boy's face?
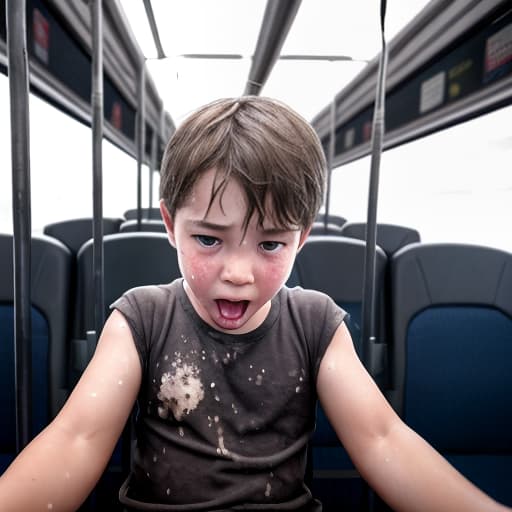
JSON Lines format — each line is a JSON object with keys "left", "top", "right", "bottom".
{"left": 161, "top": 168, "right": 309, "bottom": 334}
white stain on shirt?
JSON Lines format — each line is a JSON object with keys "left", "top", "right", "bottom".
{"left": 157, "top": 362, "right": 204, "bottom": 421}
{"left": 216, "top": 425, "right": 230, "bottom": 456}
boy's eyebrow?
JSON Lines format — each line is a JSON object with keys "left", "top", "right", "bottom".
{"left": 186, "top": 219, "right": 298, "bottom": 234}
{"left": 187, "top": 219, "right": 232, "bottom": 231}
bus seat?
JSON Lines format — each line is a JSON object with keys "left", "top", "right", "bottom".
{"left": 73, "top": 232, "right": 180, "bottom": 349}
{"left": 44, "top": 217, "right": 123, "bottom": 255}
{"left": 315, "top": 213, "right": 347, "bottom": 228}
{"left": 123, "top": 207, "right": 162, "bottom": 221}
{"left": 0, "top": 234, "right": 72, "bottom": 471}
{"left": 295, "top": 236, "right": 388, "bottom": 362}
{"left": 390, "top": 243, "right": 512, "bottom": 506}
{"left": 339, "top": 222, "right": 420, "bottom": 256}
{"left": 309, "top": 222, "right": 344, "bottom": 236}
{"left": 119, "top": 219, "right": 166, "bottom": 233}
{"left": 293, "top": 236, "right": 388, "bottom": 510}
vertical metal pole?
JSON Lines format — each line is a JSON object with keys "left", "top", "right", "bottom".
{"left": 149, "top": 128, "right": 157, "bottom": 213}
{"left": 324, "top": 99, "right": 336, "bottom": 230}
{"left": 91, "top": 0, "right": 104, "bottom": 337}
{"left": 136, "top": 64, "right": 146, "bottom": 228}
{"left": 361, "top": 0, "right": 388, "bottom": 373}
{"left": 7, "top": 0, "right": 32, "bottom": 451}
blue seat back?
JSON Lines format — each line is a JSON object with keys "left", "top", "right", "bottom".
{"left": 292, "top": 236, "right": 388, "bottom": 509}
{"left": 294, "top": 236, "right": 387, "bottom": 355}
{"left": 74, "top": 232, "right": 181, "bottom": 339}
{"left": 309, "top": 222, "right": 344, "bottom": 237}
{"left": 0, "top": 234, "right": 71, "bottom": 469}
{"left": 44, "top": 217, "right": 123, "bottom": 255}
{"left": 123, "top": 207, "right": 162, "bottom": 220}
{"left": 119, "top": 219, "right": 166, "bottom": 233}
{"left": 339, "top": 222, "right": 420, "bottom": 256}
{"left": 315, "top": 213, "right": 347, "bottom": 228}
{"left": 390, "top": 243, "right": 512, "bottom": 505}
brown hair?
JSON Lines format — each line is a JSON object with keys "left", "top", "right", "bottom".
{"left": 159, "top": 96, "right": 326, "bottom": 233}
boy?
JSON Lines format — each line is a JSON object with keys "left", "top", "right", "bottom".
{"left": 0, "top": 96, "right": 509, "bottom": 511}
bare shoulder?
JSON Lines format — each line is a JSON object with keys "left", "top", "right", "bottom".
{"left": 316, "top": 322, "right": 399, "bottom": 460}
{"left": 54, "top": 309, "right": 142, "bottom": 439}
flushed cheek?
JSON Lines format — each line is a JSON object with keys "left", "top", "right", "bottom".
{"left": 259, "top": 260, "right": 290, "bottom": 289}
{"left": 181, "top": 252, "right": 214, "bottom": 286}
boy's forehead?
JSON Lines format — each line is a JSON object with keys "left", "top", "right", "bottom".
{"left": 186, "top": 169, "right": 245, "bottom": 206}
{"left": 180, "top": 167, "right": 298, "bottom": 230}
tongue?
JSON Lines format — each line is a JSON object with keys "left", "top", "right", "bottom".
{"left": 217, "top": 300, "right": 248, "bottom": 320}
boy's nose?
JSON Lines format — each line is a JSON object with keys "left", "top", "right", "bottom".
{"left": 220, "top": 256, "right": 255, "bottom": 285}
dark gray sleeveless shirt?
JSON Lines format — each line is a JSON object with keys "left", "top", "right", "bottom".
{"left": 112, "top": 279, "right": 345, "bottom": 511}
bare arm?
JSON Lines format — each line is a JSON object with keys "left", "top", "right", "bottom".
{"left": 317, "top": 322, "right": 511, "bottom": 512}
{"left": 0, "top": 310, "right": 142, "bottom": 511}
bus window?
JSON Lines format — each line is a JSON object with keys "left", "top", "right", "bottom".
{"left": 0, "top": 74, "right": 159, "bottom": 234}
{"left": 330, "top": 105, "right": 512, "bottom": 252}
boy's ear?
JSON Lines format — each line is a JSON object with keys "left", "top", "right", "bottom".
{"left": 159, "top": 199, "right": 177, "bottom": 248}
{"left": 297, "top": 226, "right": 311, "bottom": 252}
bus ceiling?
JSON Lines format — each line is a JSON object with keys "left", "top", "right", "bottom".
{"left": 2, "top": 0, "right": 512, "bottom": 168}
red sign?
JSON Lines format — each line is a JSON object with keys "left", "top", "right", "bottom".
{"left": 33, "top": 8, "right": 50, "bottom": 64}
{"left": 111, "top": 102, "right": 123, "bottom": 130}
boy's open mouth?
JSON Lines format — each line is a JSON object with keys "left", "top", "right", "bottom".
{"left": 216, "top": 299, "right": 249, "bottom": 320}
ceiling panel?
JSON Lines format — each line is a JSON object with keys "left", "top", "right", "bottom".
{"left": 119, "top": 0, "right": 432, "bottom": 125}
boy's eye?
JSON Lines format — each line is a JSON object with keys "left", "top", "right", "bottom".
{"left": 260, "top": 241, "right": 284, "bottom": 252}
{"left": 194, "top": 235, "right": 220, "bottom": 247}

☆ ☆ ☆ ☆ ☆

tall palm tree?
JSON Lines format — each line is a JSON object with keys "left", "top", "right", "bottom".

☆ ☆ ☆ ☆ ☆

> EXERCISE
There is a run of lines above from the one with "blue seat back?" to the one with "flushed cheek?"; print exactly that run, both ends included, and nothing else.

> TASK RESPONSE
blue seat back?
JSON Lines format — each line is a JSON object with keys "left", "top", "right", "bottom".
{"left": 292, "top": 236, "right": 388, "bottom": 509}
{"left": 294, "top": 236, "right": 387, "bottom": 355}
{"left": 74, "top": 232, "right": 181, "bottom": 339}
{"left": 309, "top": 222, "right": 344, "bottom": 237}
{"left": 0, "top": 234, "right": 71, "bottom": 469}
{"left": 44, "top": 217, "right": 123, "bottom": 255}
{"left": 123, "top": 207, "right": 162, "bottom": 220}
{"left": 119, "top": 219, "right": 166, "bottom": 233}
{"left": 339, "top": 222, "right": 420, "bottom": 256}
{"left": 315, "top": 213, "right": 347, "bottom": 228}
{"left": 390, "top": 243, "right": 512, "bottom": 505}
brown hair?
JSON Lines format — each line is a JSON object with keys "left", "top", "right", "bottom".
{"left": 159, "top": 96, "right": 326, "bottom": 233}
boy?
JSON Lines format — each line is a JSON object with keys "left", "top", "right", "bottom".
{"left": 0, "top": 96, "right": 509, "bottom": 511}
bare shoulder?
JSON Lines format — each line is a JSON object with keys "left", "top", "right", "bottom".
{"left": 316, "top": 322, "right": 399, "bottom": 460}
{"left": 54, "top": 309, "right": 142, "bottom": 439}
flushed cheek?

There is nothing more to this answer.